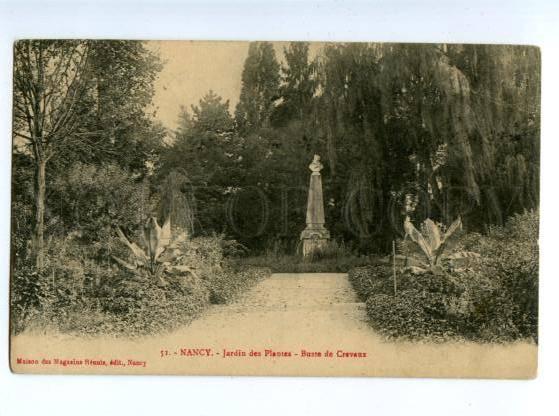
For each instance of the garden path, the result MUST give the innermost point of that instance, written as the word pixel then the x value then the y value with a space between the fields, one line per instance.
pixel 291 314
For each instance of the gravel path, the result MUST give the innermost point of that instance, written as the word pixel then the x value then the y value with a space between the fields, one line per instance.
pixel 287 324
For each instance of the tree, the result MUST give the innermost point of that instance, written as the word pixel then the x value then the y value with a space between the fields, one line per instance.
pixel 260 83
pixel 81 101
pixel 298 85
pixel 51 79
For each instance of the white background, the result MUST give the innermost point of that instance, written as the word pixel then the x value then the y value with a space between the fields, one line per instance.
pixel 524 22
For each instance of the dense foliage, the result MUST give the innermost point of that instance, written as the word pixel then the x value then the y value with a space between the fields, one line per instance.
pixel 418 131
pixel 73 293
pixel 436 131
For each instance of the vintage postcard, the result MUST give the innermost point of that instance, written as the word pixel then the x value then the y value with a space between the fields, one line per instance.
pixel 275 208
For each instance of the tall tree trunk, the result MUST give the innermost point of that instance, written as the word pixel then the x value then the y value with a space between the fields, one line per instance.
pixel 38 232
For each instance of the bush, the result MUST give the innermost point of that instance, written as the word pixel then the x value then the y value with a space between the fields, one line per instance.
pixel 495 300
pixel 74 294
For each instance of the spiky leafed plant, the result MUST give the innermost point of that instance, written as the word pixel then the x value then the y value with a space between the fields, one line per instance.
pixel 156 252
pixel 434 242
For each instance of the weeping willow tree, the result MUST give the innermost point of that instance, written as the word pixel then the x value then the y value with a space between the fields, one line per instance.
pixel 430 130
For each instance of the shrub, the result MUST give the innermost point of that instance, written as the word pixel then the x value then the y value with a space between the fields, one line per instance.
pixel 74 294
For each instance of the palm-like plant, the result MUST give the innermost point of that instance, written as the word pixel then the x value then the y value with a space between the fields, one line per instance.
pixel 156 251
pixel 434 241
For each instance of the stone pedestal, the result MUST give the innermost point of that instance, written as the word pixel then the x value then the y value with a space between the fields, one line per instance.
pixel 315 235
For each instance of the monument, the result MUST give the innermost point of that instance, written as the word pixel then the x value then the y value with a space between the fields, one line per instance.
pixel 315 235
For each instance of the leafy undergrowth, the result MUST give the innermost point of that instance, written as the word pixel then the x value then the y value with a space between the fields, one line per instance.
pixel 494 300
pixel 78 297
########
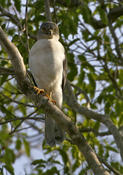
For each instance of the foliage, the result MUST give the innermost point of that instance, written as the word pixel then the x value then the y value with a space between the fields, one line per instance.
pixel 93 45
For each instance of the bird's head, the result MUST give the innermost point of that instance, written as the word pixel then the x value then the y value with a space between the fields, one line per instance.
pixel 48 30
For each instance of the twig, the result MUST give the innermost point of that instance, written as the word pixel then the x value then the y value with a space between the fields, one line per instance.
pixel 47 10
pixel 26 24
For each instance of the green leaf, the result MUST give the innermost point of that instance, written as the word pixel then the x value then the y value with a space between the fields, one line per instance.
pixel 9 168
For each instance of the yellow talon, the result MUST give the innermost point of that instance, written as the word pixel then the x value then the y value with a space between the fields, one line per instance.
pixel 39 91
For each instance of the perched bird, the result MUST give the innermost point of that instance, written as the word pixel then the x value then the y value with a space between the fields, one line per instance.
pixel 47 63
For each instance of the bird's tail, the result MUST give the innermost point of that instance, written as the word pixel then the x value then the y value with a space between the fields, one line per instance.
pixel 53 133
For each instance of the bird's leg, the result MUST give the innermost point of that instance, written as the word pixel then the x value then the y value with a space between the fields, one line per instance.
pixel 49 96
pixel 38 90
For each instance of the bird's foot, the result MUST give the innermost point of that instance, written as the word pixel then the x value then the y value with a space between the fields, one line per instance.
########
Starting at the line with "For each instance of the twig, the" and ending at the line with "For each instance of the bird's foot, the", print each line of the listing above exactly, with no other lines.

For each instance of the twig, the result MUST give the innermost point of that instance, written as the word pixel then the x value then the y value with a space between the fields, one line per instance.
pixel 47 10
pixel 26 24
For each instance of the green leaf, the result MUST give the innermost point of that instance, written as the word pixel then the x value then the y value with a space between the fields, one line per instance.
pixel 9 168
For each instance of the yellow talon, the result MUST give the innermost point of that instance, written as the word pixel then the x value then the y value with a space between the fields, one line per instance.
pixel 39 91
For each instance of the perched bird, the result MUST give the innermost point of that instance, written as the word pixel then the x value then the y value with a space between the fields, one line per instance.
pixel 47 63
For each instance of the bird's tail, the result MUST give the innermost point of that instance, written as the word pixel then the x value then the y value with a space between the fields, one line per instance.
pixel 53 133
For each instance of the bird's leg, the result MUST give the innermost point of that instance, written as the word pixel then the x value then the y value with a space between the fields, one line per instance.
pixel 49 96
pixel 38 90
For each instance of the bird's foot, the result MUST give the innermost point of that instance, written as the word pixel then the x value then the y value with a space between the fields, one line per instance.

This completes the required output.